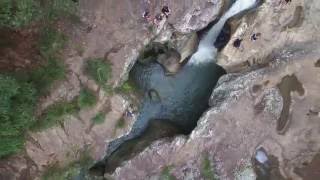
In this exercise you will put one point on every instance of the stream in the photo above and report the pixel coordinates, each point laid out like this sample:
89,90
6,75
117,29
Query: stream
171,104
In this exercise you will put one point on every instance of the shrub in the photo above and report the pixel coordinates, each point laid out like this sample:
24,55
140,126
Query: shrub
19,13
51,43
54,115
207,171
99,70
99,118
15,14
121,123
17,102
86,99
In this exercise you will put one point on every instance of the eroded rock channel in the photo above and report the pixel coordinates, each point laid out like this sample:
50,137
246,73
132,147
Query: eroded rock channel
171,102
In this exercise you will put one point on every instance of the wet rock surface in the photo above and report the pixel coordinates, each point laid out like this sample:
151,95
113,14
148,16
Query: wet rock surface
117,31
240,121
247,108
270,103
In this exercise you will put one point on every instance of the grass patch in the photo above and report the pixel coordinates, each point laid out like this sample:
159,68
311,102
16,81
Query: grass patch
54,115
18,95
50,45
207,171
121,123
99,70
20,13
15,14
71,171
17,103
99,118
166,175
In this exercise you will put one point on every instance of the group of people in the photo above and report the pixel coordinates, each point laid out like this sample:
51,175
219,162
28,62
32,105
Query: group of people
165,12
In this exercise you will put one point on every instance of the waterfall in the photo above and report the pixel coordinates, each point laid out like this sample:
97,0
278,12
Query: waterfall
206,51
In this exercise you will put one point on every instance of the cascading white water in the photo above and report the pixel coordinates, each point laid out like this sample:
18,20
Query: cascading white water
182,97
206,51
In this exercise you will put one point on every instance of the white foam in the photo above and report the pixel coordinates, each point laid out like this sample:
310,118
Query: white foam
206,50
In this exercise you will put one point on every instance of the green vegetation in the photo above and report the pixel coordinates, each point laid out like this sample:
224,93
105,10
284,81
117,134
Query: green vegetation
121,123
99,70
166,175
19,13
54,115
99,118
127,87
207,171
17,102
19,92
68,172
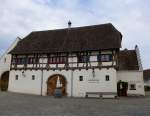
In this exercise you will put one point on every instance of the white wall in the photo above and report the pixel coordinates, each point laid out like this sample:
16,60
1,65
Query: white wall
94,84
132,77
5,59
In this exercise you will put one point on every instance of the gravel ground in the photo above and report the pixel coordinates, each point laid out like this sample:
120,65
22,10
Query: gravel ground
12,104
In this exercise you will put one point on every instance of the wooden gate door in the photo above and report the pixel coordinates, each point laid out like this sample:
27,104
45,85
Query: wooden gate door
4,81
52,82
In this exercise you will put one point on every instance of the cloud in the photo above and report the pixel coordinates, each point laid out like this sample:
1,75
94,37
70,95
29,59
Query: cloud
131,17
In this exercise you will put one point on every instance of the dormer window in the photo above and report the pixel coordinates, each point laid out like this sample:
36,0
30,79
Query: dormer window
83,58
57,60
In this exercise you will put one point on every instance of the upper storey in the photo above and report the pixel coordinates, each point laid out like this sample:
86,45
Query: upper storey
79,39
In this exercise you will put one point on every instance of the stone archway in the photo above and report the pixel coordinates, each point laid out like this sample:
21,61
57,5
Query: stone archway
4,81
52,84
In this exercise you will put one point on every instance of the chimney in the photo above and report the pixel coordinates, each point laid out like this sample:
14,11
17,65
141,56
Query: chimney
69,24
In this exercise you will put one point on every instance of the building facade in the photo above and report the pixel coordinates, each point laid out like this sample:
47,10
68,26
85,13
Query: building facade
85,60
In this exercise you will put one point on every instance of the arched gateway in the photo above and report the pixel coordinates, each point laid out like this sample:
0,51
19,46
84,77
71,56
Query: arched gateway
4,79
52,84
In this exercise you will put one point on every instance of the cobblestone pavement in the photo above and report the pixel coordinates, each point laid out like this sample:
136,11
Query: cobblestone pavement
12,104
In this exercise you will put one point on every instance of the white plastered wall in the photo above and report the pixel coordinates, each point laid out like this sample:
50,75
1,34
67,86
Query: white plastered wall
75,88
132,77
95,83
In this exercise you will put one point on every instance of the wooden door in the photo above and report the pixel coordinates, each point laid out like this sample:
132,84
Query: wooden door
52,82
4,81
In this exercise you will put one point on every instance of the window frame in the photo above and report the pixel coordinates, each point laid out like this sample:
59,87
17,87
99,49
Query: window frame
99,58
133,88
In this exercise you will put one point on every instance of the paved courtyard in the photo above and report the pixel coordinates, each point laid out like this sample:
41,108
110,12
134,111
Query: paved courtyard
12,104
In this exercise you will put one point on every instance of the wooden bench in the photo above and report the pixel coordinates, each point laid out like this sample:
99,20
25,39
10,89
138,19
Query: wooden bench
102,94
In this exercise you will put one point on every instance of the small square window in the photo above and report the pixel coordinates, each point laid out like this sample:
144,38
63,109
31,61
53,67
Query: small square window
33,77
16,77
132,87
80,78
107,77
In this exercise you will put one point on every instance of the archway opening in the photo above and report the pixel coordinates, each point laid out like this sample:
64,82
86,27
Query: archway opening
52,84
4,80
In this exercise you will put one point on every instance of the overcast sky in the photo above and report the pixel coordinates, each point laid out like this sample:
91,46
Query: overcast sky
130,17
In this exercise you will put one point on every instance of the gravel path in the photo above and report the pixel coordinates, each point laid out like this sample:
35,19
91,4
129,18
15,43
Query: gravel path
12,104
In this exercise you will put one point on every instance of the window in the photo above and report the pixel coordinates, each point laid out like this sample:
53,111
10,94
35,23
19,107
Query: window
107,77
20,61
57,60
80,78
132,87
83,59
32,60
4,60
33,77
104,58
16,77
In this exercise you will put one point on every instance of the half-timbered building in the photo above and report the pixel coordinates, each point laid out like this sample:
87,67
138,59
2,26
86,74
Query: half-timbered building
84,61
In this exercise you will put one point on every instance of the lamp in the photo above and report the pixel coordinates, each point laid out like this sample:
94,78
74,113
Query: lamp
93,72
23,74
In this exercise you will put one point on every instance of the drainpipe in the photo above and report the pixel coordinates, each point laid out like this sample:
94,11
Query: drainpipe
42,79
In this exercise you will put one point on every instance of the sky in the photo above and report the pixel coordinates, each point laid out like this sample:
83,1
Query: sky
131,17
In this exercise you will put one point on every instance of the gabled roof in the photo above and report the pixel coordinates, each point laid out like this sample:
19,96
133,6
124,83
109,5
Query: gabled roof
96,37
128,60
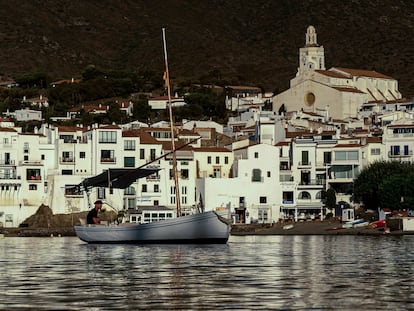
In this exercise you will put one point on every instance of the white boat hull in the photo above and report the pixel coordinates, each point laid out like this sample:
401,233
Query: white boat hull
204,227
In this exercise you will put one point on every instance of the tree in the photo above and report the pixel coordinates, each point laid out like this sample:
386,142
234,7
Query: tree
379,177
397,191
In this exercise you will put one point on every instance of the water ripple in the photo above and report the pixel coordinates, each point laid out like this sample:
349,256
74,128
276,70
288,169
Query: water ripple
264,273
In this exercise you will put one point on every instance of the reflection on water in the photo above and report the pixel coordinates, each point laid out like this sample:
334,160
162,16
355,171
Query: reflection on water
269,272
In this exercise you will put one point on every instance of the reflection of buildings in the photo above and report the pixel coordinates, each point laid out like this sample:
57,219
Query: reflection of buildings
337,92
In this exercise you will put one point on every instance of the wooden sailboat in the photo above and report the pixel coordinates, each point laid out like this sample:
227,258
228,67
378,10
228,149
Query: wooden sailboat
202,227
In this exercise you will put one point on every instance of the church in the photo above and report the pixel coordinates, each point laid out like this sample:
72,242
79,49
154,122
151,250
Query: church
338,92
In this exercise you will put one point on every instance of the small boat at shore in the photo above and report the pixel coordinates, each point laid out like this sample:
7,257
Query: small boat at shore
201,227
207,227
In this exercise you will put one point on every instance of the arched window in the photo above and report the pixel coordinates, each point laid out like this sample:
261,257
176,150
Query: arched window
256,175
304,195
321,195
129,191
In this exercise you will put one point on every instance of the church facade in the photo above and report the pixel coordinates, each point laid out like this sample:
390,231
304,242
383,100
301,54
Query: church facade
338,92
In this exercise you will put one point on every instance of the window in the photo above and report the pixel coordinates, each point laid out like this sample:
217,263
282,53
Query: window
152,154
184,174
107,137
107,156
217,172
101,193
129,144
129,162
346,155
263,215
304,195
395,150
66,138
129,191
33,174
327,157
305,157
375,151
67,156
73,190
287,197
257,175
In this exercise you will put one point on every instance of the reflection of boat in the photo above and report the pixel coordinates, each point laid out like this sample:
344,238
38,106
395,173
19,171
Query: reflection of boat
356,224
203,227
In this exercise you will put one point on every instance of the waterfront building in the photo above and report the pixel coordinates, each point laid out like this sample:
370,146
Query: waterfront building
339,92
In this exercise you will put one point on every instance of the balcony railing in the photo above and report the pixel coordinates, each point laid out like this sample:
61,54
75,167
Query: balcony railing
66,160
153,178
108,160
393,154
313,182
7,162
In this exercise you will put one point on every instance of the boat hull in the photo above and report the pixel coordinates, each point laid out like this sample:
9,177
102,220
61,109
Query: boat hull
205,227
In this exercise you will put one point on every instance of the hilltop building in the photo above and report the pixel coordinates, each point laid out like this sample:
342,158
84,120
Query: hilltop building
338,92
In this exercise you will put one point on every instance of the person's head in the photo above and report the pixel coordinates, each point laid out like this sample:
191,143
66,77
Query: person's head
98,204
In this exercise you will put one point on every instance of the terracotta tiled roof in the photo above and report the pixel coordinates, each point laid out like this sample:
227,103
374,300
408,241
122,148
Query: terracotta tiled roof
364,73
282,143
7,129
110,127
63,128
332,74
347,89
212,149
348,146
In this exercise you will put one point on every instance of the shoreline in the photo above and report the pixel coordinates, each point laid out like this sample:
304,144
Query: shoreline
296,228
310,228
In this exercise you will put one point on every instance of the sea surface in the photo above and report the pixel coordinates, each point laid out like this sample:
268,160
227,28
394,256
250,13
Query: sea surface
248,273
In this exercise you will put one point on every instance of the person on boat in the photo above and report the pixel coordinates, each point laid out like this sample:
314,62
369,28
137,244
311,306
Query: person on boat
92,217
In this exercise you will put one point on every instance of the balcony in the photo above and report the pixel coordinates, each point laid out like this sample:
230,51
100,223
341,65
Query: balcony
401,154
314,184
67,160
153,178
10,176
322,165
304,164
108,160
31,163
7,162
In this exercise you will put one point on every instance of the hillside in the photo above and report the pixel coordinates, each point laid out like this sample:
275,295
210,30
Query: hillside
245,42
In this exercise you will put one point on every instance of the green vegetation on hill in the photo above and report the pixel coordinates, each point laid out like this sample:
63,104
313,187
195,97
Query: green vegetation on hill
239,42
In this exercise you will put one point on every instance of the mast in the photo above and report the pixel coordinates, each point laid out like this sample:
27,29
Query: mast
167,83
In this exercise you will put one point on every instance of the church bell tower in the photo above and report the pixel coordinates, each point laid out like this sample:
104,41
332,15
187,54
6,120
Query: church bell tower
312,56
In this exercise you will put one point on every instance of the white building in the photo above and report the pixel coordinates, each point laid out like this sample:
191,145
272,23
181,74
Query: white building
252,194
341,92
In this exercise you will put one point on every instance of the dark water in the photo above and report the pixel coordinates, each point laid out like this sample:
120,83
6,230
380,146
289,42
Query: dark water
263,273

■ Work task ■
Answer with the exact lines running from the one that contains "Query: mast" through the last line of the data. Include no other line.

■ Task response ■
Query: mast
167,83
In this exercise you will put one point on every instance of the church bell tower in the photo above and report the pixel coordinates, each point laid out like this sample:
104,41
332,15
187,54
6,120
Query: church bell tower
312,56
In this exercise you will put one point on every instance of the white building in the photo above and report the pixel coordinates, each point laid out like this sample:
191,145
272,23
181,74
Query: white building
252,194
341,92
In this exercise you will put one point on every instance of the dark water in the photo above and report the pixel coordinates, each point laid out like this sample:
120,83
6,230
380,146
289,42
Query: dark water
263,273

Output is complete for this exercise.